"""

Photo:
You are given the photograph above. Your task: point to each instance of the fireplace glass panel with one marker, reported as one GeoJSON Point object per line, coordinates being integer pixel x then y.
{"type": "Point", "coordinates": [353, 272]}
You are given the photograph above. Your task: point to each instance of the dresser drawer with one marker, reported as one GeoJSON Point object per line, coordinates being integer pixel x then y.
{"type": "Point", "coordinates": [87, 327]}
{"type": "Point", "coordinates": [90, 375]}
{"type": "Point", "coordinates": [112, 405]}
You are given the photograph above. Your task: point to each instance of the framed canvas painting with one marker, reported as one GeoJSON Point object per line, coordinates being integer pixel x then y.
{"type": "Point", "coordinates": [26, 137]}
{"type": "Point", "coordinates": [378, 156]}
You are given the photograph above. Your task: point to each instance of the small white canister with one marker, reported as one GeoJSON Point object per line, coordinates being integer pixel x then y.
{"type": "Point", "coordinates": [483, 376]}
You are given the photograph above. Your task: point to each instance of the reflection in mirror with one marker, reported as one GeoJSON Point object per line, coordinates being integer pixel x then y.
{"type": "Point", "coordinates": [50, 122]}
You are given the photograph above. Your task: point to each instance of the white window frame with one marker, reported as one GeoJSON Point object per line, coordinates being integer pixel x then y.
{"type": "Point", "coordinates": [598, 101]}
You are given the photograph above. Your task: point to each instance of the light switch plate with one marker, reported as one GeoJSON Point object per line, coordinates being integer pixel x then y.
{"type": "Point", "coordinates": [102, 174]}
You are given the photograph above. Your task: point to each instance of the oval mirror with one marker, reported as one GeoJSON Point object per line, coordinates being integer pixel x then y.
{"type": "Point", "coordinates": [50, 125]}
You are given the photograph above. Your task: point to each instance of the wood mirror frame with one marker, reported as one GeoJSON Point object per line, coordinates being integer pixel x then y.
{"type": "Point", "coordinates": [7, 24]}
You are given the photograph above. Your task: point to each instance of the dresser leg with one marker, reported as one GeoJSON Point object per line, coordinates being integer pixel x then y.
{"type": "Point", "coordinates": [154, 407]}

"""

# [INSTRUCTIONS TO FOLLOW]
Convert every line of the entries above into a JSON list of strings, with one string per line and blank lines left out.

# [EXERCISE OUTPUT]
[
  "Photo:",
  "You are given the photograph above. Your task: point to each instance of the fireplace glass panel with one marker, reported as one GeoJSON Point object per line, coordinates being integer pixel x then y.",
  "{\"type\": \"Point\", \"coordinates\": [353, 272]}",
  "You are given the photograph above. Your task: point to each instance of the dresser drawer with one marker, reported as one GeoJSON Point object per line, coordinates being integer pixel x then y.",
  "{\"type\": \"Point\", \"coordinates\": [87, 327]}",
  "{\"type\": \"Point\", \"coordinates\": [90, 375]}",
  "{\"type\": \"Point\", \"coordinates\": [112, 405]}",
  "You are given the photograph above. Your task: point to each instance of the framed canvas painting with one marker, reported as one GeoJSON Point object per line, coordinates being integer pixel x then y.",
  "{\"type\": \"Point\", \"coordinates\": [26, 137]}",
  "{\"type\": \"Point\", \"coordinates\": [378, 156]}",
  "You are given the photograph above. Your task: point to each instance of the small white canister with one marker, reported as one GeoJSON Point object per line, coordinates being integer pixel x then y.",
  "{\"type\": \"Point\", \"coordinates\": [483, 376]}",
  "You are given the photograph above. Your task: point to each instance of the reflection in mirror with one marker, reported as one GeoJSON Point object per line, coordinates being integer pixel x then y.",
  "{\"type\": \"Point\", \"coordinates\": [50, 122]}",
  "You are given the photograph above. Your task: point to each instance of the white window frame with one marker, reported as one GeoJSON Point object per line, coordinates being integer pixel x then y.",
  "{\"type\": \"Point\", \"coordinates\": [598, 101]}",
  "You are given the photograph above. Your task: point to each instance of the light switch plate with one marker, reported as one GeoJSON Point object per line, coordinates being integer pixel x then y.",
  "{\"type\": \"Point\", \"coordinates\": [102, 174]}",
  "You are given the photograph above. Your task: point to each instance of the oval mirror with one marker, reported as one GeoJSON Point object per line, coordinates being integer pixel x then y.",
  "{\"type\": \"Point\", \"coordinates\": [50, 125]}",
  "You are given the photograph above. Your task: point to each instance of the wood mirror frame with one marker, reported as one GeoJSON Point object per line, coordinates being integer pixel x then y.",
  "{\"type\": \"Point\", \"coordinates\": [7, 24]}",
  "You are given the photograph above. Your task: point to each instance of the dresser leg with one marker, reported as one GeoJSON Point object per line, coordinates being integer pixel x then y.",
  "{\"type\": \"Point\", \"coordinates\": [154, 407]}"
]